> _Consegna_:
Rispondi in breve a queste domande sul testo dell'attrezzatura da montagna:
1. Quanto costava un chiodo?
2. Dove si compravano i moschettoni?
3. Che diametro avevano le corde vendute a piazza Duomo?

> _Testo da leggere_:
Questo per quanto riguarda il vestiario, ora passiamo all’attrezzatura tecnica.

(Un agguerrito rocciatore del 1970 armato fino ai denti,  alla partenza per una parete. Notate le staffe appese alla cintola e i moschettoni di acciaio)
I chiodi costavano 300-500 lire l’uno: un’enormità . Tutto si risolve con un po di inventiva. I cantieri venivano scrupolosamente razziati dai chiodi enormi che servivano a costruire le impalcature in legno. Erano chiodi lunghi da 15 ai 20 cm, a sezione quadrata. Il problema era proprio questo. La sezione quadrata non si addiceva a dei chiodi da montagna.  Il passo successivo era quello di andare alla "rivera" (il ponte sul fiume Aterno dove passa la ferrovia) e mettere sui binari i chiodi quando passavano le locomotive a vapore, con il risultato di avere disponibili immediatamente dei perfetti chiodi da montagna. Un anello di ferro recuperato alla discarica di un noto fabbro aquilano, anche lui montanaro, completava il tutto. I moschettoni venivano acquistati alla ferramenta di via Sassa, fornita anche di carburo per illuminare la via, ma anche per far saltare in aria le scatole di pomodori.  Quei moschettoni erano utilizzate per legare le bestie, ma per noi erano sufficienti. Le vere  corde da montagna avevano un costo proibitivo anche per una persona abbiente, figuriamoci per noi. A piazza Duomo, però, c’era un ambulante che vendeva delle corde sintetiche a metraggio, di colore bianco, utilizzate in agricoltura, che facevano perfettamente al caso nostro. Con un diametro di 12-14 mm le giudicavamo abbastanza robuste, anche perché avevamo fatto degli esperimenti con dei copertoni di autocarro riempiti di brecciolino e lanciati dai precipizi.  Quando le corde si rovinavano venivano tagliate in spezzoni ed utilizzate per costruire le imbragature.

Voci salvate del dataset:
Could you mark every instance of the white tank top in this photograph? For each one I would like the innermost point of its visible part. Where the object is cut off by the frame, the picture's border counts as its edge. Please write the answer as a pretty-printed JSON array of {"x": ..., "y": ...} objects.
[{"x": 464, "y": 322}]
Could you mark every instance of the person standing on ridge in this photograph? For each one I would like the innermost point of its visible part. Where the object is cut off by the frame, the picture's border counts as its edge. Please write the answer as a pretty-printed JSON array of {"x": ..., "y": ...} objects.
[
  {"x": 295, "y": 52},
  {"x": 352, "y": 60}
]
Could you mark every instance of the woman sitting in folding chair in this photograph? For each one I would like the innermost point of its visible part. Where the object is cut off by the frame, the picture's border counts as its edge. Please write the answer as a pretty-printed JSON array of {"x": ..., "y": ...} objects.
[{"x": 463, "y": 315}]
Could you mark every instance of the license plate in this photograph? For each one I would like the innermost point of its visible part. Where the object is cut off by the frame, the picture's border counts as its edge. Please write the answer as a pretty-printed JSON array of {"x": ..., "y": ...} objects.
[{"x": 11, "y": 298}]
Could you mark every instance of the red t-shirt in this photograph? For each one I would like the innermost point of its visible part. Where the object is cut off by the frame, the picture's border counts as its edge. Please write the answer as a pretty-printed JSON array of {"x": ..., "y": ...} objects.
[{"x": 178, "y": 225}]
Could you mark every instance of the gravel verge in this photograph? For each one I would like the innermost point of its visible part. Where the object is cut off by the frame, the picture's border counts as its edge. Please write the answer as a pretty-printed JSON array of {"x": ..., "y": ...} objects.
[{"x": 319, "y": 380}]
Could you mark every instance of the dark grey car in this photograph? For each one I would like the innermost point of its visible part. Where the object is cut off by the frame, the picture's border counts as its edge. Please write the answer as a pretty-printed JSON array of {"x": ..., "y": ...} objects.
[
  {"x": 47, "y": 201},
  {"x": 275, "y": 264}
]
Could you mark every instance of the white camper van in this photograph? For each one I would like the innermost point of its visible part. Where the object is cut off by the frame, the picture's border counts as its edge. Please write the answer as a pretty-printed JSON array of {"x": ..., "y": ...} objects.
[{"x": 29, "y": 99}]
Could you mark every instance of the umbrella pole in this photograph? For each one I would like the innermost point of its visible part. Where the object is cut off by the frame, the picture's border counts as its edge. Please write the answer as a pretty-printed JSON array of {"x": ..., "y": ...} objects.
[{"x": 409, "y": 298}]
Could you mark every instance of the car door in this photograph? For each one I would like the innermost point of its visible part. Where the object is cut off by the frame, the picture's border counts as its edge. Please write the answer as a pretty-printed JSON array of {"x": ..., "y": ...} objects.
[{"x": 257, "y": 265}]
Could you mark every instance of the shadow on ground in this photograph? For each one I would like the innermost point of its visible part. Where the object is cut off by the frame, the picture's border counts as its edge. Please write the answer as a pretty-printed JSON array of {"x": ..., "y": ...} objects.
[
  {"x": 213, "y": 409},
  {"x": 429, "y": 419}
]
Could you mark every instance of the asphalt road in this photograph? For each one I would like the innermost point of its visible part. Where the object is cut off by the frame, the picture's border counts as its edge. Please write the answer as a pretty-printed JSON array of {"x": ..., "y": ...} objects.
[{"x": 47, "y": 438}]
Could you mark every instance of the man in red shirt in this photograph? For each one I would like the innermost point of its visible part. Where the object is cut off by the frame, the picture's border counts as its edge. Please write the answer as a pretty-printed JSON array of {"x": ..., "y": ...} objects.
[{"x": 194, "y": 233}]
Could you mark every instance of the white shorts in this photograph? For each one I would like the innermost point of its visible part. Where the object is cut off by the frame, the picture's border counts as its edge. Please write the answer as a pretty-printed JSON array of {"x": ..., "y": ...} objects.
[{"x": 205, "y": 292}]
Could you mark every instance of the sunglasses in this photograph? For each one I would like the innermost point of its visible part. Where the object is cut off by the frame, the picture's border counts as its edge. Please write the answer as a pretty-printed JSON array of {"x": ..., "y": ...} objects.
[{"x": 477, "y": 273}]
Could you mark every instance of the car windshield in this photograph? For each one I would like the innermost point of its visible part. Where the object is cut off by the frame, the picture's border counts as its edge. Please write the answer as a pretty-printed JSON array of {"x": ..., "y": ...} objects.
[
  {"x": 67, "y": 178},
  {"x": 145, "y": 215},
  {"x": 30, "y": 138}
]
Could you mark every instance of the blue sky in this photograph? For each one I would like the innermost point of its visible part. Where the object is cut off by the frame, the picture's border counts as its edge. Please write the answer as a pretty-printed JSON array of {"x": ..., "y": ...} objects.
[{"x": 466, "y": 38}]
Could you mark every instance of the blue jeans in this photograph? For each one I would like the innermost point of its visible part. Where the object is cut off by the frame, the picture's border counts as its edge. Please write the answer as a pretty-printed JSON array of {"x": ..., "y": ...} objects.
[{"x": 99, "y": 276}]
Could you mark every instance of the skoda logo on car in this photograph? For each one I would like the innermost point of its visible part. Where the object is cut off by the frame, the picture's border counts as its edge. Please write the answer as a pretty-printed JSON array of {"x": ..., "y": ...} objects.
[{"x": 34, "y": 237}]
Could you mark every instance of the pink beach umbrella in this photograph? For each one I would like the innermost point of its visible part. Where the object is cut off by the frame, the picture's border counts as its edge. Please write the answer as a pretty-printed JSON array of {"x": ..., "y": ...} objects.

> _Risposta scritta_:
1. Tra 300 e 500 lire l'uno.
2. Alla ferramenta di via Sassa.
3. Da 12 a 14 mm.